- TAREFA A: No texto sobre os Kinikinau, que artigo da Constituição vigente declara imprescritíveis os direitos coletivos de um povo indígena sobre sua base territorial tradicional?
- TAREFA B: Reproduza sem alterações o trecho do texto sobre os Kinikinau que vai de "situação, quando meus" até "CASTRO, 2010: 304).".

- TEXTO FORNECIDO:

++++++++

PARTE 7 CONCLUSÃO E DELIMITAÇÃO

Um tal de Gaúcho e seus capangas começaram a visitar nossa aldeia

dizendo que aquelas terras foram todas compradas por ele e que nos

deveríamos desocupa-las, pois se não o fizéssemos o nosso gado começaria

a morrer aos poucos e nos também. O SPI nada fez para impedir essa

situação, quando meus pais o procuraram. Aos poucos a boiada do Gaúcho

foi tomando conta do nosso campo e não era aceita conversa com ele, mas

os capangas nos recebiam com tiros de espingarda e fuzis (Leôncio

Anastácio apud Souza, 2008 in CASTRO, 2010: 304).

Não existe afirmação plena de um povo sem sua base territorial afirma-se na

Apresentação deste Relatório Antropológico de Fundamentação. E aqui se demonstrou que os

Kinikinau são um povo, a despeito de tudo e de todos. Os direitos coletivos de um povo

indígena sobre sua base territorial tradicional são imprescritíveis, diz o Artigo nº 231 da

Constituição vigente – não importando se dela o povo indígena foi desapossada, à força ou

não. O vocábulo povo aqui tem o sentido de uma comunidade que se reconhece com tal e que

preservam o sentimento de solidariedade mútua, além da língua e tradições compartilhadas.

++++++++

- EXTRATO DOS REGISTROS:
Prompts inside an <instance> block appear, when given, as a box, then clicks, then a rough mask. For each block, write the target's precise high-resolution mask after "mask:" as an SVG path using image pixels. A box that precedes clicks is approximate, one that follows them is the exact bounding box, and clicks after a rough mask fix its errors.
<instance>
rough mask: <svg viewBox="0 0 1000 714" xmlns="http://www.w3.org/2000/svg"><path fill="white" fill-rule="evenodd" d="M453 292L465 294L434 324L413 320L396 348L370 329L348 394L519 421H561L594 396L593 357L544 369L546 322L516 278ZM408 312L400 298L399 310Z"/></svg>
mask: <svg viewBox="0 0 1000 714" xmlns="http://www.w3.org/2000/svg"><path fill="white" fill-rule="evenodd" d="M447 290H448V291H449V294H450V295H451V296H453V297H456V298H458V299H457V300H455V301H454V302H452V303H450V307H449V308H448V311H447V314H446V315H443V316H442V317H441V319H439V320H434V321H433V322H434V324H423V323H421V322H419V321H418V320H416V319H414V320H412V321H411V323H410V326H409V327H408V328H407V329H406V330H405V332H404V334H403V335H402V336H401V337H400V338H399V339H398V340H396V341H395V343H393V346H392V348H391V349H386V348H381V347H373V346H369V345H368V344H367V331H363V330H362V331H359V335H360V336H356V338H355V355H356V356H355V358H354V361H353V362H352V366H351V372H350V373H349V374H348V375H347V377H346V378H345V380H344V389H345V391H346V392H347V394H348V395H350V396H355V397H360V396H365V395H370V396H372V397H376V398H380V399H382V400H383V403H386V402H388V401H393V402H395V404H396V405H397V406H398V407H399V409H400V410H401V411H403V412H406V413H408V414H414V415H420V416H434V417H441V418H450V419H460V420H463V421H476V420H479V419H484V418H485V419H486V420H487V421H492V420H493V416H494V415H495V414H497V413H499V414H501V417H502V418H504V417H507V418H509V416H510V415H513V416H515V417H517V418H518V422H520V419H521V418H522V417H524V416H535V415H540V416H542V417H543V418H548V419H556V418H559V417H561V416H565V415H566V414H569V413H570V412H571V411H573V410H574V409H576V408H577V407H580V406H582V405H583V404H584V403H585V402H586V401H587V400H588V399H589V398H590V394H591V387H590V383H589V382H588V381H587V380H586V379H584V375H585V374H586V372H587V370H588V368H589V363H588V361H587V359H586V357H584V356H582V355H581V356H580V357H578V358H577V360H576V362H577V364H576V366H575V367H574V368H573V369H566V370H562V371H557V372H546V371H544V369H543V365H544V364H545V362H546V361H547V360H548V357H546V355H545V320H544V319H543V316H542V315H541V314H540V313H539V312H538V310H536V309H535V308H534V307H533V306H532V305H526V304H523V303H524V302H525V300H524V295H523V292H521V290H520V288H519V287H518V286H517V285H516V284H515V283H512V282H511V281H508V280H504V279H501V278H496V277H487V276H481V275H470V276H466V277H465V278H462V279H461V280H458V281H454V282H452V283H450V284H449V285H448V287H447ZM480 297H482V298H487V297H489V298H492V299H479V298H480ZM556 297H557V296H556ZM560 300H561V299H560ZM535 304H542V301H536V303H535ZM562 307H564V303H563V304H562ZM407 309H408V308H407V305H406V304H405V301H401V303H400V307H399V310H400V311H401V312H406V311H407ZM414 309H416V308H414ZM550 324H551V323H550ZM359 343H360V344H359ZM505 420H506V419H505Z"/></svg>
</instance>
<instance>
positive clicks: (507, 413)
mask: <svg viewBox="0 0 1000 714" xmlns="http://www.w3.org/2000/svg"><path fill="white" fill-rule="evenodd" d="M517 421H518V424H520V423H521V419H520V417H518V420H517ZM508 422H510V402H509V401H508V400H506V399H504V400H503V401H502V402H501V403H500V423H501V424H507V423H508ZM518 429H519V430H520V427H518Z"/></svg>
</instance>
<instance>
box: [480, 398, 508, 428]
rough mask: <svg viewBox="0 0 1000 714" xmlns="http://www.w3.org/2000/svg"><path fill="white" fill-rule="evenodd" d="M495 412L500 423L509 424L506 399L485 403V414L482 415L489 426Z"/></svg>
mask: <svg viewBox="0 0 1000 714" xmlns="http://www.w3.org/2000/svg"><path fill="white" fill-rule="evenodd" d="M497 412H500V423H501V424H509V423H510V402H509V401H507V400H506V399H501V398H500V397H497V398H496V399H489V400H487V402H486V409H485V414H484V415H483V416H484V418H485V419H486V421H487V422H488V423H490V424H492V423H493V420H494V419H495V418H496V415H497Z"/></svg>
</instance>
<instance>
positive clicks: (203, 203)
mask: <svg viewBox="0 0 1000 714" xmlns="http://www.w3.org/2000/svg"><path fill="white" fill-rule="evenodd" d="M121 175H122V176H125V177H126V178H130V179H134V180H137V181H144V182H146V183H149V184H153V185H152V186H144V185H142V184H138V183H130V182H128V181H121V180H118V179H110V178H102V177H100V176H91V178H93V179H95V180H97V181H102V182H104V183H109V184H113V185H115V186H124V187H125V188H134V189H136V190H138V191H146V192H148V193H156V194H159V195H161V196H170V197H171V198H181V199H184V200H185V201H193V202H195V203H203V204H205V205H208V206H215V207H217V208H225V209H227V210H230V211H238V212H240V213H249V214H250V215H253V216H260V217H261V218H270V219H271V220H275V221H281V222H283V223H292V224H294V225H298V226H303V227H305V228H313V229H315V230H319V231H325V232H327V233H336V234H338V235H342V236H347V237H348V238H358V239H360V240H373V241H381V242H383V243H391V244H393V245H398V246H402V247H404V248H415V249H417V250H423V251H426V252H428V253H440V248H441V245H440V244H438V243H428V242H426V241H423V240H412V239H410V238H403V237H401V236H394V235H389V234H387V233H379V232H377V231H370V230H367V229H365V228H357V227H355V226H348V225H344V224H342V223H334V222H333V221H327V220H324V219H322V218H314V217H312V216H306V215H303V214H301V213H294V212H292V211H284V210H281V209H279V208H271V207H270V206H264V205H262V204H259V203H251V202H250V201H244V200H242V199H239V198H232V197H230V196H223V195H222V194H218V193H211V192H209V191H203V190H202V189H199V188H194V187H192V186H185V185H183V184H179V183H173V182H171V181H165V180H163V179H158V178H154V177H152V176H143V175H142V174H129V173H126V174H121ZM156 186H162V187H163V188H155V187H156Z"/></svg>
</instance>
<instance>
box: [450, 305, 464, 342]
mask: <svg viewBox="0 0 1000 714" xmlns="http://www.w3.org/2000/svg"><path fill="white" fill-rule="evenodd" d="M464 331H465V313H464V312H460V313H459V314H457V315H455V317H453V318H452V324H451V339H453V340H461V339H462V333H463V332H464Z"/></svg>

++++++++

- RESPOSTA A: O Artigo nº 231.

- RESPOSTA B:
situação, quando meus pais o procuraram. Aos poucos a boiada do Gaúcho

foi tomando conta do nosso campo e não era aceita conversa com ele, mas

os capangas nos recebiam com tiros de espingarda e fuzis (Leôncio

Anastácio apud Souza, 2008 in CASTRO, 2010: 304).